Gli stessi uomini di grande ingegno, benchè abbiano tutta la penetrazione negli affari fisici, mancano talvolta di coraggio. Forse per essere troppo conoscitori, si mettono troppo facilmente in orrore. Quindi è che non è raro il caso di alcuni elevati Medici ed Anatomici, i quali sapendo bene quanto intralciata e delicata sia la struttura della macchina nostra, se niente s’ammalano, temono tosto la rovina, e non v’è più per essi chi possa su ciò incoraggiarli. Gli è questo un partecipare dei difetti dell’idiote e del pusillanimo: l’uomo veramente grande è sempre costante. Questi può sentire, e sente in fatti il primo attacco d’un accidente, ma se n’avvede con senno, e si mette a contrapporvisi con coraggio.
Altri uomini si danno, che se non hanno grande sublimità d’ingegno, sono pieni di sensibilità alle più piccole sventure. Dunque il più piccolo male basta a costernarli. I primi sono infelici per aver troppo spirito; e questi per averne troppo poco; così conchiudo con Zimmermann[1].

Elenco dei compiti:
1. Per ciascuna affermazione indica se concorda con il brano sul coraggio di fronte alla malattia, rispondendo sì o no e citando le parole decisive del testo: (a) alcuni Medici e Anatomici temono la rovina appena si ammalano; (b) l'uomo veramente grande non avverte il primo attacco di un accidente; (c) gli uomini pieni di sensibilità restano indifferenti alle piccole sventure.
2. Nel brano sul coraggio di fronte alla malattia, perché sono infelici gli uomini di grande ingegno?
3. Riprendi il brano sul coraggio di fronte alla malattia a partire dall'ultima frase riportata.

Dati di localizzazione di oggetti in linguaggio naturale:
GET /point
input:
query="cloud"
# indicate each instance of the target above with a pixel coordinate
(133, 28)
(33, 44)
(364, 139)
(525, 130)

Risposte per compito:
1.
(a) Sì: "se niente s’ammalano, temono tosto la rovina"
(b) No: "Questi può sentire, e sente in fatti il primo attacco d’un accidente"
(c) No: "Dunque il più piccolo male basta a costernarli."

2. Per aver troppo spirito.

3.
Ancor questi sarebbe desiderabile il poterli correggere, per poterli meglio medicare; perchè non v’ha dubbio, che se ci riesce mai di espellere dalla lor mente le loro larve, e introdurvi un po’ più di altezza d’animo, e di bravura, eglino s’incamminano più felicemente alla salute. Dice il filosofo Mich. Montagna[2], che come alle persone si toglie la maschera per conoscerle, il simile dèe farsi colle cose tutte per meglio rilevarle e giudicarle.